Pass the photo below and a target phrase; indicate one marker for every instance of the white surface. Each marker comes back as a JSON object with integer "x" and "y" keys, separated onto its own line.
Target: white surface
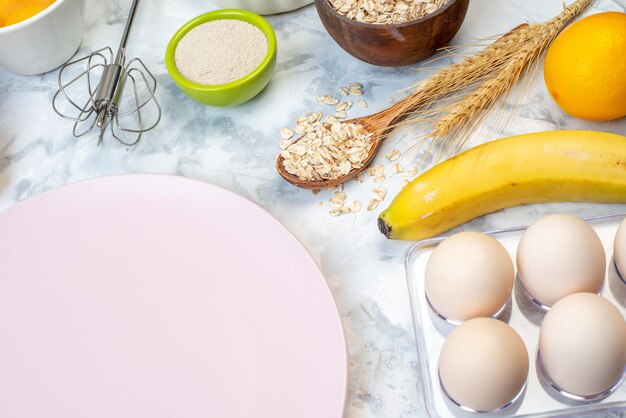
{"x": 235, "y": 148}
{"x": 525, "y": 318}
{"x": 44, "y": 41}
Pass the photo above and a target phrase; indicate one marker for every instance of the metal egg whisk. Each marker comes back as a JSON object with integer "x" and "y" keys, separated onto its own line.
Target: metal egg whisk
{"x": 106, "y": 82}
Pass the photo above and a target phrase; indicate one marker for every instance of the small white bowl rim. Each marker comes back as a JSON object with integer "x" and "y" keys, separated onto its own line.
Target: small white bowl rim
{"x": 32, "y": 19}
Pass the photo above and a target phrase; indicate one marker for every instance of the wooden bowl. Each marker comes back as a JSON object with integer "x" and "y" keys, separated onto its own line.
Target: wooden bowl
{"x": 398, "y": 44}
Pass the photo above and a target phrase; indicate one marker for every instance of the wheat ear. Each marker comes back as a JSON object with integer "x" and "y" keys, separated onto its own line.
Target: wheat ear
{"x": 460, "y": 118}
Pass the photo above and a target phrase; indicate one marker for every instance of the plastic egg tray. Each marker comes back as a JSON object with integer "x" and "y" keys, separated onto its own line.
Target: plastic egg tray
{"x": 538, "y": 399}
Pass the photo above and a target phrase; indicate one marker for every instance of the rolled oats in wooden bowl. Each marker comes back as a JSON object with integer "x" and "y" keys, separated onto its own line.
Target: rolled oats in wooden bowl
{"x": 392, "y": 32}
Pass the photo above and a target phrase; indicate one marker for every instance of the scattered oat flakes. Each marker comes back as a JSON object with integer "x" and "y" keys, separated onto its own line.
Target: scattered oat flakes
{"x": 286, "y": 133}
{"x": 379, "y": 194}
{"x": 330, "y": 100}
{"x": 314, "y": 117}
{"x": 393, "y": 155}
{"x": 372, "y": 205}
{"x": 328, "y": 152}
{"x": 343, "y": 106}
{"x": 359, "y": 178}
{"x": 376, "y": 170}
{"x": 330, "y": 119}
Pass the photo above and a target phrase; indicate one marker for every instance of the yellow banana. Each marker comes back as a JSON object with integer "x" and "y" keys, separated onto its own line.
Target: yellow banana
{"x": 556, "y": 166}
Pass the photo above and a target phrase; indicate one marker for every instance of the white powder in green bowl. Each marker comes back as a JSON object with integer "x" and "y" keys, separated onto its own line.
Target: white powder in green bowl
{"x": 220, "y": 51}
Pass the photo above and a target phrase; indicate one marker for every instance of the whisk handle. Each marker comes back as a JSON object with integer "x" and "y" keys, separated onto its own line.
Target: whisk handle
{"x": 121, "y": 51}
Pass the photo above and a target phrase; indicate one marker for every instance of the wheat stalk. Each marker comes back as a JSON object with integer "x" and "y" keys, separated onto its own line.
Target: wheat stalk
{"x": 456, "y": 119}
{"x": 459, "y": 75}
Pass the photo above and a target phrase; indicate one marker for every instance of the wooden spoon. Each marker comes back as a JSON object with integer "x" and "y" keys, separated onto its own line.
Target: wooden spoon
{"x": 379, "y": 124}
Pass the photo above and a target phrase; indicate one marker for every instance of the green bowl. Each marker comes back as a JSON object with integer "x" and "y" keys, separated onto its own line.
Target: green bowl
{"x": 238, "y": 91}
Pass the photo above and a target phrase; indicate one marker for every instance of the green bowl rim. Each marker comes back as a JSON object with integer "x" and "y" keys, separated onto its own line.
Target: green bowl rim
{"x": 222, "y": 14}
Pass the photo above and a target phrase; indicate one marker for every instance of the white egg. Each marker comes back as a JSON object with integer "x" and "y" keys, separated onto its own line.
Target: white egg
{"x": 483, "y": 364}
{"x": 559, "y": 255}
{"x": 582, "y": 344}
{"x": 469, "y": 275}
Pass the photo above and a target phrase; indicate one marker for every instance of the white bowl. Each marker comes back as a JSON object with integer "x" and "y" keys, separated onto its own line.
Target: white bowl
{"x": 263, "y": 7}
{"x": 45, "y": 41}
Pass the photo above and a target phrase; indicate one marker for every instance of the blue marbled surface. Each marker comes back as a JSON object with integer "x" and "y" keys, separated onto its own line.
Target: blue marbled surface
{"x": 236, "y": 147}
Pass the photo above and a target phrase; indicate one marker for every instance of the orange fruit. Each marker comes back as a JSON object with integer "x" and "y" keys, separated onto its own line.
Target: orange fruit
{"x": 585, "y": 67}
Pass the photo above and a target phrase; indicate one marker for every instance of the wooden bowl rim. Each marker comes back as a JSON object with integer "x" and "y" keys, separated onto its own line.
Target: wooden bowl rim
{"x": 445, "y": 7}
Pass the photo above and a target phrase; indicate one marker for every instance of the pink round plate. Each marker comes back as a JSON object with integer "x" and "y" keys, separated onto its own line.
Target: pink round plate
{"x": 148, "y": 296}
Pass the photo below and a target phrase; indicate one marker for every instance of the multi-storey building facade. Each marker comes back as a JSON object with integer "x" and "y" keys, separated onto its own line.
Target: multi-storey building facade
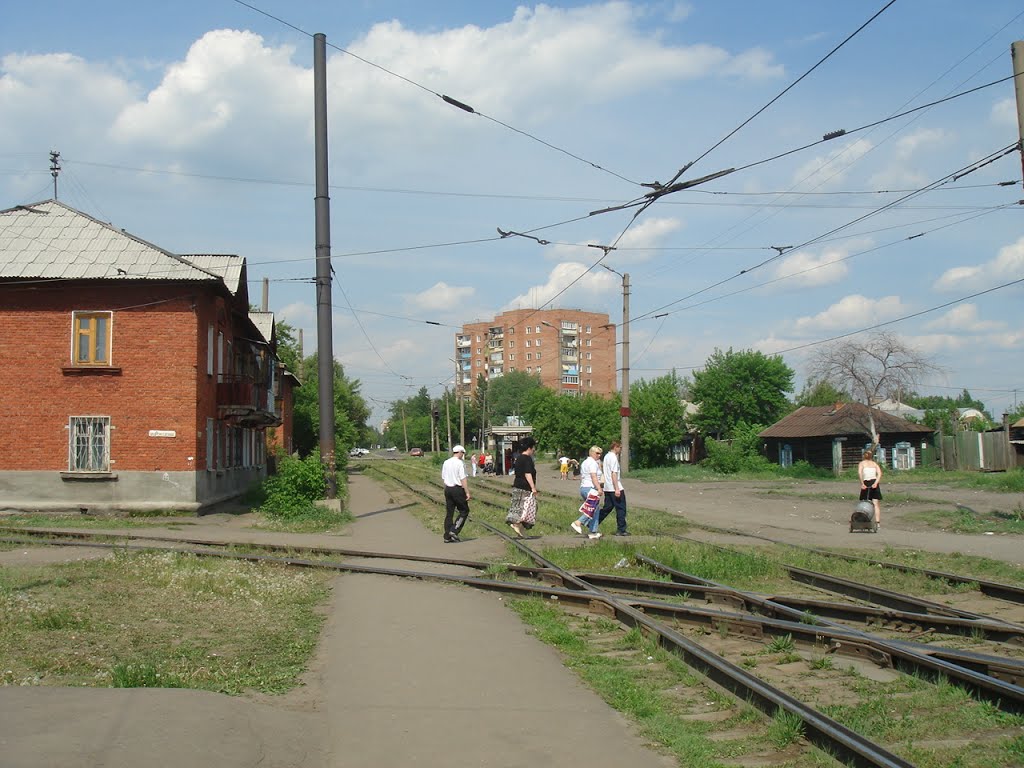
{"x": 142, "y": 380}
{"x": 570, "y": 350}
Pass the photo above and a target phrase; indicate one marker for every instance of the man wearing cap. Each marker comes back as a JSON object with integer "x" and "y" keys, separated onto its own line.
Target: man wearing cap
{"x": 456, "y": 494}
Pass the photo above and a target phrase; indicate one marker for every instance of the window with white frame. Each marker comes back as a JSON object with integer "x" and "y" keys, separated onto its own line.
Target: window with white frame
{"x": 91, "y": 338}
{"x": 209, "y": 349}
{"x": 89, "y": 443}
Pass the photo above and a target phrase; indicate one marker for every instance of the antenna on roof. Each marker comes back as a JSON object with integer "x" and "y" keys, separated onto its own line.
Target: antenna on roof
{"x": 54, "y": 169}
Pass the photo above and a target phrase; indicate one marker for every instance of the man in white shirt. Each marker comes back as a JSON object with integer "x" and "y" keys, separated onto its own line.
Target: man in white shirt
{"x": 614, "y": 494}
{"x": 456, "y": 494}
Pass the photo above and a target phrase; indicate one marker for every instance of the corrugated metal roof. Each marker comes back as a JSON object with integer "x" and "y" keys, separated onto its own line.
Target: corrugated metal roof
{"x": 52, "y": 240}
{"x": 843, "y": 418}
{"x": 228, "y": 267}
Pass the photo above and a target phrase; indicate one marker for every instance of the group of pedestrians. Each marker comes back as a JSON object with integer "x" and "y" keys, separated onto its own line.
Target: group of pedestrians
{"x": 598, "y": 480}
{"x": 601, "y": 481}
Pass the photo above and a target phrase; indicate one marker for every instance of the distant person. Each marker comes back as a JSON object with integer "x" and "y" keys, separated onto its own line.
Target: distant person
{"x": 456, "y": 494}
{"x": 522, "y": 510}
{"x": 590, "y": 480}
{"x": 614, "y": 494}
{"x": 870, "y": 480}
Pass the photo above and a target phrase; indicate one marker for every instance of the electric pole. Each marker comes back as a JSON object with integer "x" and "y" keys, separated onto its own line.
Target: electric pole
{"x": 325, "y": 339}
{"x": 54, "y": 169}
{"x": 624, "y": 460}
{"x": 1017, "y": 54}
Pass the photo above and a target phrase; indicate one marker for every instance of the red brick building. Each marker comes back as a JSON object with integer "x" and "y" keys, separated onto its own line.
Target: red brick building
{"x": 142, "y": 381}
{"x": 572, "y": 351}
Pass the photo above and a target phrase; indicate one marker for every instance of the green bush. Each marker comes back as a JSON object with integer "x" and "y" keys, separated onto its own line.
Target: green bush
{"x": 290, "y": 494}
{"x": 729, "y": 459}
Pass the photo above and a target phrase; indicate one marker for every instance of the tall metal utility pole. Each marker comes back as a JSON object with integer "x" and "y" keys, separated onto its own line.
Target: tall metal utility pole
____________
* _What you should do_
Output exactly the lines above, from the one holding "of the group" through the end of the data, including the first and last.

* _Finished task_
Pass the photo above and a target phrase; indicate one marker for every instance of the group of pedestrians. Each marker comes back as a JSON object with integer "x" and "y" keys, separated onto its own line.
Target: group of pedestrians
{"x": 598, "y": 480}
{"x": 601, "y": 481}
Pass the photo above and a target phrase; indicate one marker for every instance of the distant person. Each marker comes back as a JSON object with integer "x" and "y" keys, separated onto its own line.
Target: distant person
{"x": 456, "y": 494}
{"x": 522, "y": 510}
{"x": 590, "y": 480}
{"x": 614, "y": 494}
{"x": 870, "y": 480}
Pass the photo above and a target phrase; indicate one marker for every instance of the electric pole. Each marker comes back as a JSON object with integer "x" and "y" keys, separated onto its own line.
Target: electric pole
{"x": 325, "y": 339}
{"x": 54, "y": 169}
{"x": 624, "y": 460}
{"x": 1017, "y": 54}
Pass the photo above and a target phrase; indicate one marker for every instance of the red brick building. Each marker comes back as a JSON object with integer "x" and "y" keys, separated onto its own line.
Target: red brick building
{"x": 142, "y": 381}
{"x": 572, "y": 351}
Pass the photo above and a target phrase; indicate one marker for every instance of the green bush. Each marker comes back as a JSON object with integer "x" and "y" keys, separated onto its own line.
Target: green bush
{"x": 290, "y": 494}
{"x": 729, "y": 459}
Pass the photo above and a target phrase; indicate one marker for every instance of the tall metal utility pole. Each marker comes back as a JSON object with integer "x" and "y" keys, separated onto its own line.
Target: tall metal utility pole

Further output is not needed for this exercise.